• **Brief**
Transcribe verbatim every line from the line containing "the man spraying" to the end of the entries, including both endpoints. Output nothing beyond those lines.

Data extracted from a collection:
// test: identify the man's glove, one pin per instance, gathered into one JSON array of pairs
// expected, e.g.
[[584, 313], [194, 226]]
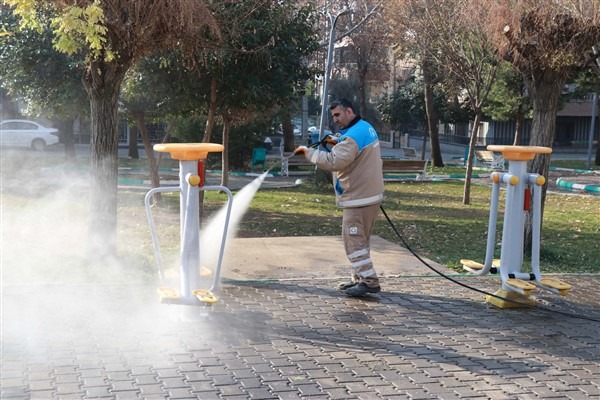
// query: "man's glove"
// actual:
[[301, 150], [331, 140]]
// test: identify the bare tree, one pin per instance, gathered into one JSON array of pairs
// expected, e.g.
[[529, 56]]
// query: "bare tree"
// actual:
[[547, 41], [466, 52], [411, 30], [113, 35]]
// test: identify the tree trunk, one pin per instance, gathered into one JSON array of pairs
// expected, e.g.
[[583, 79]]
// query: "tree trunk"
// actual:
[[469, 173], [140, 119], [132, 151], [545, 92], [212, 111], [225, 155], [362, 91], [102, 81], [518, 124], [432, 118], [288, 131], [104, 167]]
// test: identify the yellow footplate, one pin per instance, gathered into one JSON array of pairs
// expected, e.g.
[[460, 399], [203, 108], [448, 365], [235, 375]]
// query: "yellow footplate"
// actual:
[[471, 264], [521, 284], [168, 294], [205, 296], [557, 284]]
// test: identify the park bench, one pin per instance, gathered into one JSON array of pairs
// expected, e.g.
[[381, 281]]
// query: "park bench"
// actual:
[[486, 158], [288, 160], [394, 169], [259, 157], [410, 153]]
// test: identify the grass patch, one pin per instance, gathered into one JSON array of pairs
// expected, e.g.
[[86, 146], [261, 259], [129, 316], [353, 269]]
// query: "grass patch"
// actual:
[[432, 219], [429, 215]]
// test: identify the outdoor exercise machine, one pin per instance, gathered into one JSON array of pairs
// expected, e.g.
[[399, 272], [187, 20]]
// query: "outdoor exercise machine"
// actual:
[[516, 285], [191, 158]]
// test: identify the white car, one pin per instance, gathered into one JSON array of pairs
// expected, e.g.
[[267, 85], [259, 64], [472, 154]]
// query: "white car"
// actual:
[[20, 132]]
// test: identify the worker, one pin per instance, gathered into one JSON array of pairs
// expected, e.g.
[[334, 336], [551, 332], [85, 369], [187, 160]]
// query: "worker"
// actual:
[[355, 160]]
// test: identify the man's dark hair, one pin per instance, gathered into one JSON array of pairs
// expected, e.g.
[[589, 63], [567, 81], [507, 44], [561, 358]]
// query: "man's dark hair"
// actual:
[[342, 102]]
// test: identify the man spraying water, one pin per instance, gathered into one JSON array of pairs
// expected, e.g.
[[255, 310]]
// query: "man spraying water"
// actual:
[[355, 160]]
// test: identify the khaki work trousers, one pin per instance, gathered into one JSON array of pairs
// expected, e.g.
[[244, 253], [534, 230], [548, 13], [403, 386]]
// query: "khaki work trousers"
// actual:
[[357, 224]]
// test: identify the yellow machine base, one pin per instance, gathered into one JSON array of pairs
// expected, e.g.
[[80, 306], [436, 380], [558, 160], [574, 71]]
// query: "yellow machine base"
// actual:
[[557, 284], [509, 296], [168, 293], [205, 296]]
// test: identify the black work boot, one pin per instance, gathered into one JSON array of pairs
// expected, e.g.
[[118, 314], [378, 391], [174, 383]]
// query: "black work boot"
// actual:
[[362, 289], [347, 285]]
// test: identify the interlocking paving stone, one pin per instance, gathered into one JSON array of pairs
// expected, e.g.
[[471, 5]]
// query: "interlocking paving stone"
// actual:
[[420, 338]]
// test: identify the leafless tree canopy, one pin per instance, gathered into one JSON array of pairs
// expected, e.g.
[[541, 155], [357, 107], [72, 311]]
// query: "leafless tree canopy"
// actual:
[[544, 34], [137, 28]]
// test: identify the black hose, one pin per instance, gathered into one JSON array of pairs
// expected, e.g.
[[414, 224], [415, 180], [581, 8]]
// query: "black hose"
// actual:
[[474, 288]]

• **Exercise solution**
// test: identify the man spraying water, one pin per instance, gathered into one JSON array of pairs
// expected, e.g.
[[255, 310]]
// query: "man spraying water"
// actual:
[[355, 160]]
// test: identify the khaki work trousers, one pin per instance, gathered into one JSON array of pairs
// expected, e.g.
[[244, 253], [534, 230], [548, 13], [403, 386]]
// query: "khaki work trousers"
// actual:
[[357, 224]]
// test: identify the yellow machine base, one pin per instance, gathered into one JSON array of pairs
// expected, e.g.
[[80, 306], [436, 380], [558, 160], [574, 71]]
// query: "yellow machine base"
// actual:
[[557, 284], [509, 296], [168, 293], [205, 296]]
// test: identify the black work boot, one pin per instance, gathered into one JSON array of pairs
// expected, e.g.
[[118, 314], [378, 391], [174, 383]]
// query: "black work boot"
// actual:
[[362, 289], [347, 285]]
// test: identify the interlocking paving stone, one pin per instance, gathered into one JSON array of pairs
// expected, e.g.
[[471, 5]]
// query: "interlocking paving stone"
// actual:
[[420, 338]]
// test: identify the leafless tree canopy, one pin per instance, gathered into one JSON array of pairs
// expected, e.g.
[[541, 155], [357, 107], [72, 311]]
// query: "leafless tree canopy"
// actual:
[[544, 34], [137, 28]]
// test: identify the black hose, one pin per instance, gathered into one JSON array of pairs
// expected, e.g.
[[414, 224], [415, 180], [581, 8]]
// query: "black hose"
// actual:
[[474, 288]]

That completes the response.